### Working data ###

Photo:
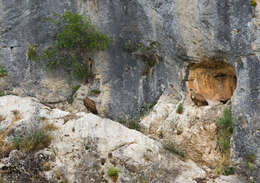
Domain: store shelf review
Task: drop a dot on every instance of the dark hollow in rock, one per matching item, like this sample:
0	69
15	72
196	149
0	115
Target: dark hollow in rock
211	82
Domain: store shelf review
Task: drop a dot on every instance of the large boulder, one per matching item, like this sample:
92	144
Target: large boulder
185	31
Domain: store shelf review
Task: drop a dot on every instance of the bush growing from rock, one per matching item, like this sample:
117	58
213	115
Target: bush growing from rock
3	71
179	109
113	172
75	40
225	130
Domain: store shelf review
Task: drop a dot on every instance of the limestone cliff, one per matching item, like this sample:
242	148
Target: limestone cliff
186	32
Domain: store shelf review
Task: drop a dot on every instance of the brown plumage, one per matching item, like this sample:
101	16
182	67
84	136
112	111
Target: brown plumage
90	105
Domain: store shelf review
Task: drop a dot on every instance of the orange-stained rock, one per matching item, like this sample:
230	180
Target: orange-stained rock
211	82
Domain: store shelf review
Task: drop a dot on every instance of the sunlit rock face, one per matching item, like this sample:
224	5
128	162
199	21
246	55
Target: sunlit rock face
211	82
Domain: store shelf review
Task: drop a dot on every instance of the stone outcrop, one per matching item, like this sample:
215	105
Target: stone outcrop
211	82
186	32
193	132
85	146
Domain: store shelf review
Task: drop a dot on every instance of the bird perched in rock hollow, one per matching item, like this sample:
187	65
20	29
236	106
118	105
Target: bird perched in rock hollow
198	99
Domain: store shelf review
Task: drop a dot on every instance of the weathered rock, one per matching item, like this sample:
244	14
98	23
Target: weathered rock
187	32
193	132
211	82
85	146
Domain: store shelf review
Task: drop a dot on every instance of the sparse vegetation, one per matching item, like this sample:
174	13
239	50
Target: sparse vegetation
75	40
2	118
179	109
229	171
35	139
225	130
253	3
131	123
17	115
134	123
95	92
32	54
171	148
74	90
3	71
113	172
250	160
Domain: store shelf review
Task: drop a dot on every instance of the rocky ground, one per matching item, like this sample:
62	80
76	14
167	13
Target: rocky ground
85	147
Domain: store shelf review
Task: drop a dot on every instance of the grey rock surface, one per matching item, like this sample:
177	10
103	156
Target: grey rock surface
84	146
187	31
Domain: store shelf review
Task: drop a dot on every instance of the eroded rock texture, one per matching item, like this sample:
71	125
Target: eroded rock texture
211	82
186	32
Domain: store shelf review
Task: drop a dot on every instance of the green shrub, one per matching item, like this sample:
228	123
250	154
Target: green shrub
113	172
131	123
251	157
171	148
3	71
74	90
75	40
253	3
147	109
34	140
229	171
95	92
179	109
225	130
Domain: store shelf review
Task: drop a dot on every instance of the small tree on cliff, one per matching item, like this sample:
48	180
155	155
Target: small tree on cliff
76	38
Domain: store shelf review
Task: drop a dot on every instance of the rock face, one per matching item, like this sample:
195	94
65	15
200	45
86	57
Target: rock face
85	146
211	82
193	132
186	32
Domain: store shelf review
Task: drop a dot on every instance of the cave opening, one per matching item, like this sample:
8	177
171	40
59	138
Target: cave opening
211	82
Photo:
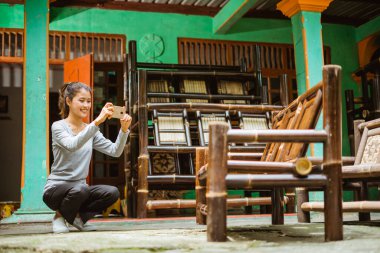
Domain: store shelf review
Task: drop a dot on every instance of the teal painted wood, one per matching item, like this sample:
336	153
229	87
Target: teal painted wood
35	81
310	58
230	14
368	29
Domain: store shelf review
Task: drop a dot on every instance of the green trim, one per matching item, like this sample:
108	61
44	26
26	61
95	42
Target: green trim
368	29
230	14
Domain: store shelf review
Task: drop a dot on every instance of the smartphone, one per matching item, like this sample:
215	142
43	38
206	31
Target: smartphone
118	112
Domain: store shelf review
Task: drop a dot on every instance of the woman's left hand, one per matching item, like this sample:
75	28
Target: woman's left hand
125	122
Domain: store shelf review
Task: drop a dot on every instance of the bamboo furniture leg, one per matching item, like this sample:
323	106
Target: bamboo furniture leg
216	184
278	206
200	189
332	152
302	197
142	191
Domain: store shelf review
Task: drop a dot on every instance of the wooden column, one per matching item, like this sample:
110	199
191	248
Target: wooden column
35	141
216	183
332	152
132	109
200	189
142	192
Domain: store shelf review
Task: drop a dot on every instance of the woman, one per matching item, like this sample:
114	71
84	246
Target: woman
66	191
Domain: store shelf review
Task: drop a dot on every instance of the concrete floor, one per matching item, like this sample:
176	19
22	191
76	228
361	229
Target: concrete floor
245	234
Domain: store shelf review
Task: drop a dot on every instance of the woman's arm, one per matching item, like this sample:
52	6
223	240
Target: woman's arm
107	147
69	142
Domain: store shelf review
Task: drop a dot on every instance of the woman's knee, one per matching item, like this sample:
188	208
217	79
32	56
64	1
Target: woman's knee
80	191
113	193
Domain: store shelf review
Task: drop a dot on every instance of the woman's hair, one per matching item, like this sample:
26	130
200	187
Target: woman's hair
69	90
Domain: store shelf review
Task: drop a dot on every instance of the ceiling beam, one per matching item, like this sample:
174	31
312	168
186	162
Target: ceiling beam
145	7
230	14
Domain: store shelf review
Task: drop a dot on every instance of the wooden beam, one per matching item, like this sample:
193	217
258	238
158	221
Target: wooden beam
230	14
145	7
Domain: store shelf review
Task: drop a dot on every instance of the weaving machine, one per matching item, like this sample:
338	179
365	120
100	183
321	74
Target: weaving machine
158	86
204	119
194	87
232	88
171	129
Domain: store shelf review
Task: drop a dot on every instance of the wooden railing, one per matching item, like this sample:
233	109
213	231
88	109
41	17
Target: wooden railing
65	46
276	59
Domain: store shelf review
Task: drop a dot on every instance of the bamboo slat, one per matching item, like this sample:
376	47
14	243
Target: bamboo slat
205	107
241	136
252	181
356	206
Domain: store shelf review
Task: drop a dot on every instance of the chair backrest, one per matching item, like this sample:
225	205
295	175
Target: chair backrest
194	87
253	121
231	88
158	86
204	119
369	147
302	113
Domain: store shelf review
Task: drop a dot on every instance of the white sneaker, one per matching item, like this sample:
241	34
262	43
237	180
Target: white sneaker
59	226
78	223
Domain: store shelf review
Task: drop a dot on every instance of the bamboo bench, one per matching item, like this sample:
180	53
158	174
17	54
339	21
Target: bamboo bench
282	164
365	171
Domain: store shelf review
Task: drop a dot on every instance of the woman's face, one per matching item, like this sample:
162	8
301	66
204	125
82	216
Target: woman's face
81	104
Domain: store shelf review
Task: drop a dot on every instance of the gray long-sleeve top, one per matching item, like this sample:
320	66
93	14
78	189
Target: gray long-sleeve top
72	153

###
### Working data ###

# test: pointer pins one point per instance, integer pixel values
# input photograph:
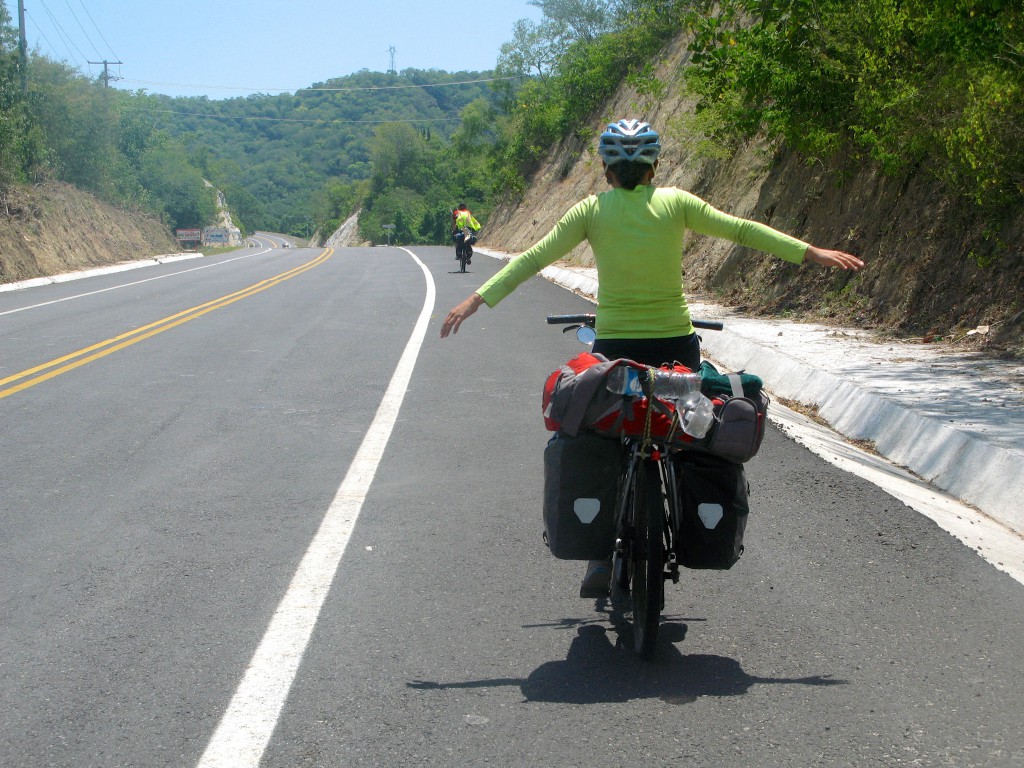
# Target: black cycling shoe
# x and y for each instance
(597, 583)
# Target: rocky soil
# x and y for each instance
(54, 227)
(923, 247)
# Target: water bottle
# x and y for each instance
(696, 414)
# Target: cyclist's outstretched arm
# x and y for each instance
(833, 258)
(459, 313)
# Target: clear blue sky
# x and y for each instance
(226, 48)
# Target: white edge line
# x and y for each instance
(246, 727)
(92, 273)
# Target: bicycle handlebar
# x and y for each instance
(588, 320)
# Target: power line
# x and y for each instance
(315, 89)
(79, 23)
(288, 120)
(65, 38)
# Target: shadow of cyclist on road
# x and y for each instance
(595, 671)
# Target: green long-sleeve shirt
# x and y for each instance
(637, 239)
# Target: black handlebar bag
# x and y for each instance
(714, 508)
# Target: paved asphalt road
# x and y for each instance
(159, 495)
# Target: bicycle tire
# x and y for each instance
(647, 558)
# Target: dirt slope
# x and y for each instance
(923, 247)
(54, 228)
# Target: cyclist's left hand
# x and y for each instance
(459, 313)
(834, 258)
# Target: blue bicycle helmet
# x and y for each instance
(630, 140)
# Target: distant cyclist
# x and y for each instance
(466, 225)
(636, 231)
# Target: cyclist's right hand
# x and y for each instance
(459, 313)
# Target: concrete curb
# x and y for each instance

###

### Exercise details:
Count how many lines in the entries above contain the word "wooden", and reply with that number alone.

### Finished answer:
6